> **Task item A**
Write out the part of the passage on electronic voting machines and voter privacy starting with "The party had" and going on through "on April 12.".
> **Task item B**
According to the passage on electronic voting machines and voter privacy, what share of VVPATs needed replacement on April 11?

> **Provided text**
The party had claimed around 30%-40% EVMs had malfunctioned. The chief electoral officer of Andhra Pradesh, however, countered this claim, saying only 1.75% ballot units, 1.73% control units and 2.75% VVPATs needed replacement on April 11.

However, the gravest problem is one the Election Commission is aware of. In its efforts to be transparent to political parties, it may have undermined the privacy of the voter. While the staff for the whole exercise are randomised, counting of votes is done as per each booth.

Booth-wise voting data and electoral rolls are made available to political parties. This enables parties to detect patterns in the way residents of a small geographical area have voted and punish voters as the BJP’s Maneka Gandhi has threatened to do in Sultanpur, Uttar Pradesh, on April 12.

The Election Commission had demanded “totaliser machines” that can pool votes from multiple EVMs but the BJP-led Union government has opposed such cluster counting.

> **Information given**
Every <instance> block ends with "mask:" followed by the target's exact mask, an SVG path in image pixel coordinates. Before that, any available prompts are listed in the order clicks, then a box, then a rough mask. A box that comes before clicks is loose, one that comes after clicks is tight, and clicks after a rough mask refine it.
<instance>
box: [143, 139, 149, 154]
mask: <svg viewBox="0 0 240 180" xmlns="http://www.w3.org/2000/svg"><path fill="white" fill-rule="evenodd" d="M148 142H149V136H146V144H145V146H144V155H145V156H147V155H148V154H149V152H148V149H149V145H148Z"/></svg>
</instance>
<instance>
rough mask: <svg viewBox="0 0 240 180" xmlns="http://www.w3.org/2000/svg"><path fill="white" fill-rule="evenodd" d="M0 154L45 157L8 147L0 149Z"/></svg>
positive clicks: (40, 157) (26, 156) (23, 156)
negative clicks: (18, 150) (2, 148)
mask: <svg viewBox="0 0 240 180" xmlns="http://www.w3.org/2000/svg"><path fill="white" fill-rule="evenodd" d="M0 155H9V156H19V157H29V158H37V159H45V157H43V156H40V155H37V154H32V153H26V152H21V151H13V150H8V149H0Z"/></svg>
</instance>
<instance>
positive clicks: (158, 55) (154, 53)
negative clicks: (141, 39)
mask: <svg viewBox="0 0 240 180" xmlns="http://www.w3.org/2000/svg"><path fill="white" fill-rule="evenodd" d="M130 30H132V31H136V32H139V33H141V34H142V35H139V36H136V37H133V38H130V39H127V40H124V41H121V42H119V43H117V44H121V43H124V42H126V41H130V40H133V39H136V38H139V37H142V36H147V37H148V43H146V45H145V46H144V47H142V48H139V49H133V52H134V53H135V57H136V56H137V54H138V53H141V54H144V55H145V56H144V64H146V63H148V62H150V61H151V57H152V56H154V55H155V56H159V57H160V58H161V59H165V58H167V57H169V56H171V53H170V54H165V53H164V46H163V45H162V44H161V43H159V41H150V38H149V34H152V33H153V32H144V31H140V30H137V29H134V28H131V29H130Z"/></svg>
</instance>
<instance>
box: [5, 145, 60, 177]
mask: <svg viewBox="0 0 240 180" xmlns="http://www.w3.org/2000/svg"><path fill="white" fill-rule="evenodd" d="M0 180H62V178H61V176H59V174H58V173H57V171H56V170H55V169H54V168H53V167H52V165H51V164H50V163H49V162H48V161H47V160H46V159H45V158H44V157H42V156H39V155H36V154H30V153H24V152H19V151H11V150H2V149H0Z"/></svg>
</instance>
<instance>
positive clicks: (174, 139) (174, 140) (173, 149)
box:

> **Task solution A**
The party had claimed around 30%-40% EVMs had malfunctioned. The chief electoral officer of Andhra Pradesh, however, countered this claim, saying only 1.75% ballot units, 1.73% control units and 2.75% VVPATs needed replacement on April 11.

However, the gravest problem is one the Election Commission is aware of. In its efforts to be transparent to political parties, it may have undermined the privacy of the voter. While the staff for the whole exercise are randomised, counting of votes is done as per each booth.

Booth-wise voting data and electoral rolls are made available to political parties. This enables parties to detect patterns in the way residents of a small geographical area have voted and punish voters as the BJP’s Maneka Gandhi has threatened to do in Sultanpur, Uttar Pradesh, on April 12.

> **Task solution B**
2.75%